▸ ТЕКСТ ДЛЯ ЧТЕНИЯ:
----

Но дело в том, что артист в нем сильнее мыслителя, и артист рисует в Лаврецком, против воли мыслителя, да и слава Богу, вовсе не загнанного человека, а очерк чего-то оригинально живого. Намерение художника сделать Лаврецкого тюфяком, байбаком, тюленем – жертва, принесенная им идее загнанного типа, идее, до которой довело его «сожаление всего, чему он поклонялся»… Лаврецкий – тюфяк и тюлень только для женщин, подобных Варваре Павловне и Марье Дмитриевне, – но разве только и свету что в окошке? только и натур что натуры вышеупомянутые?.. Мне кажется вообще, что, находясь в несколько неясных отношениях к своему герою, к своему душевному типу, Тургенев опустил из виду некоторые отношения его к людям и неясно поставил другие… Как будто, кроме Лизы, не находилось и прежде никаких натур, способных и оценить и полюбить его, и, кроме Михалевича, лиц, которые понимали его не так, как m-r Эрнест и m-r Jules?.. Судя по его натуре, можно с достоверностью заключить противное, то есть по крайней мере то, что были женщины, которые любили его страстно, да, может быть, не соответствовали его идеалам. Ведь женщин два рода – два типа, – и стремления этих двух типов, между которыми есть, разумеется, множество средних терминов, диаметрально противоположны… А Тургенев – и это относится не к Лаврецкому только, а ко множеству образов, проходящих перед читателями в его повестях и рассказах, – так запуган блестящим типом, хищным типом, что другой тип представляется ему в виде загнанного, тщетно ищущего симпатий: много-много, что он дает ему в Лежневе – половинную, лимфатическую симпатию… В Лаврецком – и это уже огромный шаг вперед в нравственном процессе – тип переходит из загнанного в имеющий право гражданства, получает своего рода поэтическую оболочку, но все еще в отношениях к нему автора видно много неопределенности, непоследовательности.
2) Вследствие этого некоторые качества, свойственные Лаврецкому, Тургенев придает Паншину, и наоборот.
Так, главным образом, он совершенно ложно ставит между ними фигуру старика музыканта Лемма, главную поверку чувства (не только изящного, но вообще чувства) в натуре того и другого. Дело в том, что холодная, внешняя даровитость Паншина, даровитость, которой все впечатления – заказные, сделанные, – на первый раз должна была непременно надуть старика немца. Ведь те веретьевские артистические черты, которые Тургенев придал Паншину, черты непосредственной даровитости, поэтического понимания, вовсе нейдут к нему: таким людям гораздо свойственнее заказные восторги Бетховеном и внешнее знание дела, с приличным толкованием о деле и даже с приличным исполнением. Все веретьевское скорее шло бы к Лаврецкому, разумеется, в меньшей степени, нежели развито оно Тургеневым в самом Веретьеве.

----

▸ ТРЕБУЕТСЯ ВЫПОЛНИТЬ:
(1) Изложите содержание текста для чтения в двух предложениях.
(2) Продублируйте фрагмент текста для чтения от слов «2) Вследствие этого» до слов «в самом Веретьеве.».

▸ ВЫДЕРЖКА ИЗ ДАННЫХ:
----

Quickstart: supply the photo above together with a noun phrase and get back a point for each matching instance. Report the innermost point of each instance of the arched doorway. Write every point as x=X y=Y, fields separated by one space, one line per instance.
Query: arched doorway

----

▸ ПОЛУЧЕННЫЕ ОТВЕТЫ:
(1) В тексте утверждается, что артист в Тургеневе сильнее мыслителя и вопреки воле мыслителя рисует в Лаврецком не загнанного человека, а очерк чего-то оригинально живого, хотя в отношениях автора к герою всё ещё видно много неопределённости и непоследовательности. Вследствие этого Тургенев придаёт некоторые качества Лаврецкого Паншину, и наоборот: так, веретьевские артистические черты Паншину вовсе не идут и скорее подошли бы Лаврецкому.

(2)
2) Вследствие этого некоторые качества, свойственные Лаврецкому, Тургенев придает Паншину, и наоборот.
Так, главным образом, он совершенно ложно ставит между ними фигуру старика музыканта Лемма, главную поверку чувства (не только изящного, но вообще чувства) в натуре того и другого. Дело в том, что холодная, внешняя даровитость Паншина, даровитость, которой все впечатления – заказные, сделанные, – на первый раз должна была непременно надуть старика немца. Ведь те веретьевские артистические черты, которые Тургенев придал Паншину, черты непосредственной даровитости, поэтического понимания, вовсе нейдут к нему: таким людям гораздо свойственнее заказные восторги Бетховеном и внешнее знание дела, с приличным толкованием о деле и даже с приличным исполнением. Все веретьевское скорее шло бы к Лаврецкому, разумеется, в меньшей степени, нежели развито оно Тургеневым в самом Веретьеве.